(DATA SHOWN Opens)

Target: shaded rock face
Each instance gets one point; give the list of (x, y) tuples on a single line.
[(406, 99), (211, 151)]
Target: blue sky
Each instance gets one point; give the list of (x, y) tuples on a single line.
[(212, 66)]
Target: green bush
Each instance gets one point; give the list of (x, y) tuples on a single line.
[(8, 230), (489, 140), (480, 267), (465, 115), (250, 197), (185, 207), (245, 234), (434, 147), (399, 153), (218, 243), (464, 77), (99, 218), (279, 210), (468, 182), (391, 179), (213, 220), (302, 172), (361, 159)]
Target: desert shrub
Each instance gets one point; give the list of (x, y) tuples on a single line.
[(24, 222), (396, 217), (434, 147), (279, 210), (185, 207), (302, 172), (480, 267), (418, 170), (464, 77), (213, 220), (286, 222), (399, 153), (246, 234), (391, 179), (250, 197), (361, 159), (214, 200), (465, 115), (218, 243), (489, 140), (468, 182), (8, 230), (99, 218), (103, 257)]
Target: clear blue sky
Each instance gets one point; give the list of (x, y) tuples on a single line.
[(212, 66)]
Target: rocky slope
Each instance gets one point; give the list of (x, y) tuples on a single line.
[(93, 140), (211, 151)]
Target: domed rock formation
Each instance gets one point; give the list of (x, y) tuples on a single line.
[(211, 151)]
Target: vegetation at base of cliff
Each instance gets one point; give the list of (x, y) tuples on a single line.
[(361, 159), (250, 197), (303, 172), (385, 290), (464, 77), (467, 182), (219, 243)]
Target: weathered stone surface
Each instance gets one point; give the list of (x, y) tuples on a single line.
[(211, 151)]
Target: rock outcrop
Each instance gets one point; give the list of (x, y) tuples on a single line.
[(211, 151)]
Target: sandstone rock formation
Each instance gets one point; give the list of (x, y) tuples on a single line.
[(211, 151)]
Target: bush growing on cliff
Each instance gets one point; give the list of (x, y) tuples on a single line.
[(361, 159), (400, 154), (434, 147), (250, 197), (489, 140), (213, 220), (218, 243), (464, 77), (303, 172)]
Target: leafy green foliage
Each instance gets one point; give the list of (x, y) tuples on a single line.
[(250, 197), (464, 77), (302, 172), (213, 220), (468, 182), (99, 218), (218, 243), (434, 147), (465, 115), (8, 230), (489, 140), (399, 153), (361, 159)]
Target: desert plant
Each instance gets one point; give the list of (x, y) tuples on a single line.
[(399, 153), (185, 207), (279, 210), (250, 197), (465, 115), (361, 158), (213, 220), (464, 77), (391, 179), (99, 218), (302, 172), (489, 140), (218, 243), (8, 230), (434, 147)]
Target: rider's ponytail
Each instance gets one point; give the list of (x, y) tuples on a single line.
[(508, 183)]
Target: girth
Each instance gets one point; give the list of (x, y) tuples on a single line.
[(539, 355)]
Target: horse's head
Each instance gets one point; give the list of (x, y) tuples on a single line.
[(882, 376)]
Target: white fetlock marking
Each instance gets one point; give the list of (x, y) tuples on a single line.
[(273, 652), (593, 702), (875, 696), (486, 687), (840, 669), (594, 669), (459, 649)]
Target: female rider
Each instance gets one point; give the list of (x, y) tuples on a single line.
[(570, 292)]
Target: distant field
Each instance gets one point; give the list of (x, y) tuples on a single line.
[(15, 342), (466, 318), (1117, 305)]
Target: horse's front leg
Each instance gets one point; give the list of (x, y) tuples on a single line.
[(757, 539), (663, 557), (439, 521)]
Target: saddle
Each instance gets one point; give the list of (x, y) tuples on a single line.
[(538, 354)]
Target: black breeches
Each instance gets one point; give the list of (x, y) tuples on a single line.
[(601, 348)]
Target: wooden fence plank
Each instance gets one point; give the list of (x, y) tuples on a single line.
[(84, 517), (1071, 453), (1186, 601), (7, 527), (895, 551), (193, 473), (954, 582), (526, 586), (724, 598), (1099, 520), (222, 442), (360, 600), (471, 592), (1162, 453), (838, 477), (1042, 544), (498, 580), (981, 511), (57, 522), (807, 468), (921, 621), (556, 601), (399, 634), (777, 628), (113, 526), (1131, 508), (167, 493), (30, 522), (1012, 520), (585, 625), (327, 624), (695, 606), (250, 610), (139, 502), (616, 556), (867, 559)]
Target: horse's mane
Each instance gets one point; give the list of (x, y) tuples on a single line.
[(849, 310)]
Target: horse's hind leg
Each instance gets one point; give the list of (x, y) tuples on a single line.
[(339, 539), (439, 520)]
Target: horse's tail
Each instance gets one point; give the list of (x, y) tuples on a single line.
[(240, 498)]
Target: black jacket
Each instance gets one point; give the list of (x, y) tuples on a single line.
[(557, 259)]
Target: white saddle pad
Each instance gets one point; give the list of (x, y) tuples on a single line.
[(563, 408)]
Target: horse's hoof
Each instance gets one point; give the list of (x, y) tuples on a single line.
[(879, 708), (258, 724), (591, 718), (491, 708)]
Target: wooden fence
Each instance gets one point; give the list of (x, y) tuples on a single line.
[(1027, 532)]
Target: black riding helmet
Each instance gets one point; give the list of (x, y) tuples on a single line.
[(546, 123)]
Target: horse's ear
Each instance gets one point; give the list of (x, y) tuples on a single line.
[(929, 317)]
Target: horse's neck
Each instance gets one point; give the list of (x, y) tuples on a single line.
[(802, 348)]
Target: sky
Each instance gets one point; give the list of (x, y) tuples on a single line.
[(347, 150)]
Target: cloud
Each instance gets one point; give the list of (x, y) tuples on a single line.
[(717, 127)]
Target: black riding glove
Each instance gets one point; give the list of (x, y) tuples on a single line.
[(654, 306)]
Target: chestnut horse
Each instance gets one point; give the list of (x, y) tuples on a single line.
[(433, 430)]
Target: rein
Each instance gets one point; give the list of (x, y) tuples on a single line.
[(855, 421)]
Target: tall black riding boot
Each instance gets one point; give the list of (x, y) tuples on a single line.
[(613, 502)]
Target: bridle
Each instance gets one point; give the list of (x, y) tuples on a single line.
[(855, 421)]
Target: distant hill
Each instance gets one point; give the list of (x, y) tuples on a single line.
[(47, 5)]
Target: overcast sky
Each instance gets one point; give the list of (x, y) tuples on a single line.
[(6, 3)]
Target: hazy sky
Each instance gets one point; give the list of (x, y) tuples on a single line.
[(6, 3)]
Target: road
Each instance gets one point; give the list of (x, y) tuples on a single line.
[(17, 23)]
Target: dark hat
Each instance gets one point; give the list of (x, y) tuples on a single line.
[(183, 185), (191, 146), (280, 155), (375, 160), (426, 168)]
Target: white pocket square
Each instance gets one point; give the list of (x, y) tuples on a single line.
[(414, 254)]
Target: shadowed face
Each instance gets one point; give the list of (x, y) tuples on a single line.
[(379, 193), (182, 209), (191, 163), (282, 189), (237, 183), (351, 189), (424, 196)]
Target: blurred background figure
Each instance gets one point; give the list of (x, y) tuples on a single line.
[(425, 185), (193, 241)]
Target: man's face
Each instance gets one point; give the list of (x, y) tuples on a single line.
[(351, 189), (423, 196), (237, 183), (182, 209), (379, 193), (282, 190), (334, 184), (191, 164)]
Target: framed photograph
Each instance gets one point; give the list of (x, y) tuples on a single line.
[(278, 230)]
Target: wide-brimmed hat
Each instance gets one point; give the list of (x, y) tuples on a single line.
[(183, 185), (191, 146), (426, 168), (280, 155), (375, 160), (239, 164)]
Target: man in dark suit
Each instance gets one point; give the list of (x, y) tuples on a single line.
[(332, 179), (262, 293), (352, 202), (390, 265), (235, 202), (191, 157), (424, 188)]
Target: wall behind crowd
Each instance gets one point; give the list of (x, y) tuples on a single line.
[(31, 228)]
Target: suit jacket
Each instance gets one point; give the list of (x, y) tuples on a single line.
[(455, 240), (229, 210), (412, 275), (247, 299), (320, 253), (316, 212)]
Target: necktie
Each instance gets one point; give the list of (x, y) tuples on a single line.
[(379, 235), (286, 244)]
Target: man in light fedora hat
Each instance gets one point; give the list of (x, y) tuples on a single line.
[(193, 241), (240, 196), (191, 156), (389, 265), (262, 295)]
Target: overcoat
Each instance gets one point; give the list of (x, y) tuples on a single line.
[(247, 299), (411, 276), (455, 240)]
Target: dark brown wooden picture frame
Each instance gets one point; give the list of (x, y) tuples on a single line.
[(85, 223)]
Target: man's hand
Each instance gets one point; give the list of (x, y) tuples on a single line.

(DATA SHOWN Closes)

Lines with "distant": return each one from the data above.

Target: distant field
Target: distant hill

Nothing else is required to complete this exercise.